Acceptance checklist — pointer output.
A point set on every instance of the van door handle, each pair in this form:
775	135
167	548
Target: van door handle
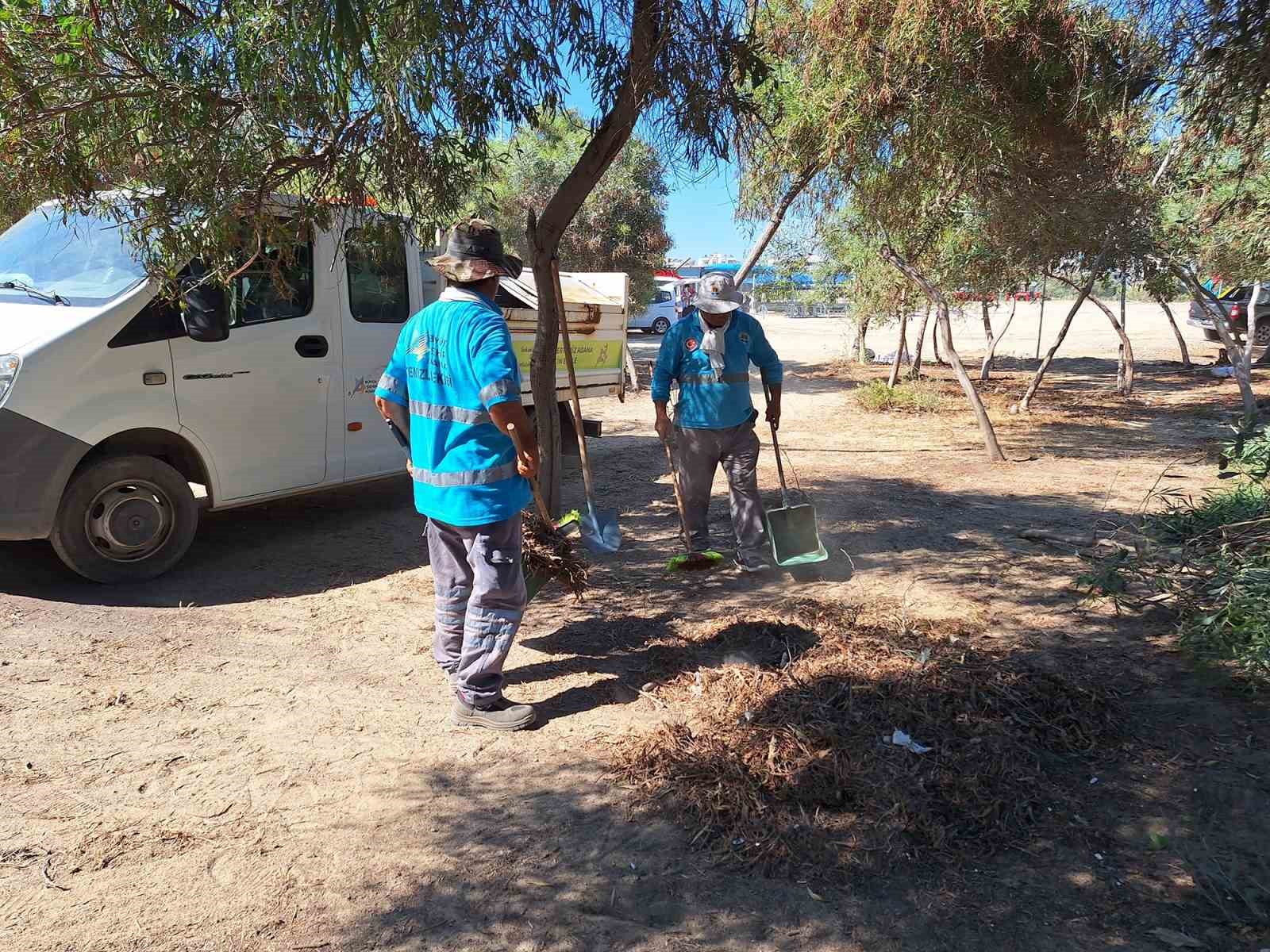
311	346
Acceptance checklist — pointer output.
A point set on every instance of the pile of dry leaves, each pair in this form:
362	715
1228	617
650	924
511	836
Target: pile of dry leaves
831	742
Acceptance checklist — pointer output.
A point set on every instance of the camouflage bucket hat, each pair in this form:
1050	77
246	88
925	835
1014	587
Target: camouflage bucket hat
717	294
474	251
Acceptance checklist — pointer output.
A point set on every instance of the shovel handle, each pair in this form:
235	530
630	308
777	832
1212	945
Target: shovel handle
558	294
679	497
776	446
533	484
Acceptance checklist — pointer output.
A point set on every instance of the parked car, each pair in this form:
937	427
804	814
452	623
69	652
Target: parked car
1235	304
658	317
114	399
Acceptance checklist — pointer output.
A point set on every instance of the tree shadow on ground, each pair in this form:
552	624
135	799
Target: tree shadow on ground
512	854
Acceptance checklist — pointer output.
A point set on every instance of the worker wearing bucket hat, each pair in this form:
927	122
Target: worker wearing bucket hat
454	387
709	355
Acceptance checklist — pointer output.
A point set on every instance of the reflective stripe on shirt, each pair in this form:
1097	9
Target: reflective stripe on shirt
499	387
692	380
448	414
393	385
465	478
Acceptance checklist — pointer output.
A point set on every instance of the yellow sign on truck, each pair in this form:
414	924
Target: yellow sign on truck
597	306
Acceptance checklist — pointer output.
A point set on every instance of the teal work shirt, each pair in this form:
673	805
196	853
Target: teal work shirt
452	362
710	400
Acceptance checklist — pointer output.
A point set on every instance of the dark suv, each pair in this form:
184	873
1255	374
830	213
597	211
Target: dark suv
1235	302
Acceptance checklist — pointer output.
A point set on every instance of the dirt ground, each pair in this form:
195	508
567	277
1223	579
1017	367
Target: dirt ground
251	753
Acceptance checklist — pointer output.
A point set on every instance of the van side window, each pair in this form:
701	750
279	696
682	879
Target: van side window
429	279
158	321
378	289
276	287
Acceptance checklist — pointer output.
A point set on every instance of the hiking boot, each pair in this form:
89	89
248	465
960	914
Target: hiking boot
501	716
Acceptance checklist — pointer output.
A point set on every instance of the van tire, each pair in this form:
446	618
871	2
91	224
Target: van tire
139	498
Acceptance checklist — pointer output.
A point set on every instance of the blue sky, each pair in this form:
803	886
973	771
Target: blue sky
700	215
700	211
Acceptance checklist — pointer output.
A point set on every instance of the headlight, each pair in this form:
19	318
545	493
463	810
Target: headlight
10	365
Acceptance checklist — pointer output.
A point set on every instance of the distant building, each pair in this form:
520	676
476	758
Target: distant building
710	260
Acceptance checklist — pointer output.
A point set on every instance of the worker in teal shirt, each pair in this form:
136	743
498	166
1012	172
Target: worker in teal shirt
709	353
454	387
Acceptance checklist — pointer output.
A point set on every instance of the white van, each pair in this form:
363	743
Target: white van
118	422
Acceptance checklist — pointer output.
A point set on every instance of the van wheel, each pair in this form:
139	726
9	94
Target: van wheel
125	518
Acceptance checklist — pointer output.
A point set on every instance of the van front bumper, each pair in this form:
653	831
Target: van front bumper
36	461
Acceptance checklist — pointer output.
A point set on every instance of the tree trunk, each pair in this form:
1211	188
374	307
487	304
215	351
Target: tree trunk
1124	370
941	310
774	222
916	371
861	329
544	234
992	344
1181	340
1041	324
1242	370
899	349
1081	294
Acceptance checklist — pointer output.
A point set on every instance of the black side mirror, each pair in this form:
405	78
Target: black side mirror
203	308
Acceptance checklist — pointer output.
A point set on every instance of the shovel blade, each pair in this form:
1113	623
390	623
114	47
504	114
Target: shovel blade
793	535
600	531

☆ ☆ ☆ ☆ ☆ ☆ ☆

What is needed ::
Write out the entries again, exactly as given, skipping any images.

Solution for this problem ::
Acceptance checklist — pointer output.
A point set on every instance of the van door handle, each pair in this form:
775	135
167	548
Target: van door handle
311	346
Acceptance checklist — pointer output.
A point set on every instance of the pile of dry leaves, each pair in this form:
362	715
1228	617
650	924
511	836
Target: pile of dry leaves
831	742
Acceptance checklist — pointer output.
A point set on every instance of the camouflage bucket hat, each pair in this form:
1050	77
246	88
925	835
1014	587
Target: camouflage bucket hat
717	294
474	251
Acceptance checklist — pointer output.
A point set on every instance of the shovel handle, each pair in this form:
235	530
630	308
777	832
1212	945
Target: shovel handle
558	294
679	497
776	446
533	484
Acceptance checklist — pointer output.
A point set on every instance of the parked car, each pair in this form:
937	427
804	814
452	623
69	652
Target: parked car
1235	304
658	317
114	399
Acceptance checklist — pointer output.
A point set on every instance of the tree shadow on ground, each pair in this form:
552	624
135	799
Target: tree shadow on ground
512	854
Acceptance checklist — pointer output.
A point set on every instance of the worker wearing bucket hat, each pair in this form:
927	122
Target: worker wearing bucket hat
454	387
709	355
Acceptance checklist — pointer output.
A point set on every instance of the reflective stripe on shirt, each pair in this form:
1097	9
Target: reflective stripe on shirt
499	387
692	380
448	414
393	385
465	478
Acceptance checklist — pointer output.
A point set on every instance of the yellow sign on truck, each pair in this form:
414	924
Target: yellow sign on truck
597	306
Acceptance checklist — pointer output.
A point set on every instance of the teal work shirt, each pair in this form:
673	805
196	853
Target: teal work shirt
452	362
710	400
Acceptance checklist — pointer output.
A point set on every instance of the dark suv, each pair in this form:
184	873
1255	374
830	213
597	211
Target: dark suv
1235	302
Acceptance checklist — pointer output.
A point set on every instance of the dirt ground, each pair in this form:
195	508
567	277
1223	579
1017	367
Target: dirt ground
251	753
Acceptance checklist — pointer output.
A point set on every instance of the van side window, each pair in this form:
701	750
279	696
682	879
Target: van side window
429	279
158	321
378	289
276	287
Acceptance checklist — pointer output.
A point set on every instance of the hiking boot, each pair in this form:
89	89
248	465
960	914
Target: hiking boot
501	716
Acceptance checklist — pointer output.
A point set on every instance of the van tire, each pair in this form:
446	618
871	2
91	224
Target: van tire
139	498
Acceptance checklist — pointer output.
A point set on every instance of the blue sky, each pair in this form:
803	886
973	771
Target: blue sky
700	215
700	211
Acceptance checklist — pointer output.
A point set on every instance of the headlight, each pair in this form:
19	318
545	493
463	810
Target: headlight
10	365
Acceptance checklist — pointer output.
A point set on every instance of the distant building, each pair in this form:
520	676
476	758
Target: distant building
710	260
Acceptance checklist — pointer output.
A point set on every instance of the worker in teal shirt, each pair in this form:
136	743
498	166
1012	172
Target: worker in teal shirt
709	353
454	387
Acceptance checklist — pointer output.
A point set on every instance of the white van, each pair in this form:
363	743
Target: white van
118	422
Acceptance checklist — pointer output.
A point set on every instance of the van wheel, each pair in this form:
139	726
9	94
Target: van wheel
125	518
Acceptance checklist — pointer output.
A point set on every instance of the van front bumper, each pair in this form:
653	831
Target: van front bumper
36	461
Acceptance checklist — pointer output.
A point set on every instance of the tree trunk, each pair in this form:
1211	188
374	307
487	304
215	351
Target: tree trunk
1124	370
941	310
774	222
916	371
861	329
544	234
992	344
1181	340
1041	324
1242	370
899	349
1081	294
Acceptance checklist — pointer output.
A point set on every instance of the black side mirror, each pair in this form:
405	78
Target: black side mirror
203	308
Acceptance checklist — pointer output.
A point set on every instance of the shovel blade, each pair in this form:
1113	623
390	623
114	47
504	114
Target: shovel blade
793	535
600	531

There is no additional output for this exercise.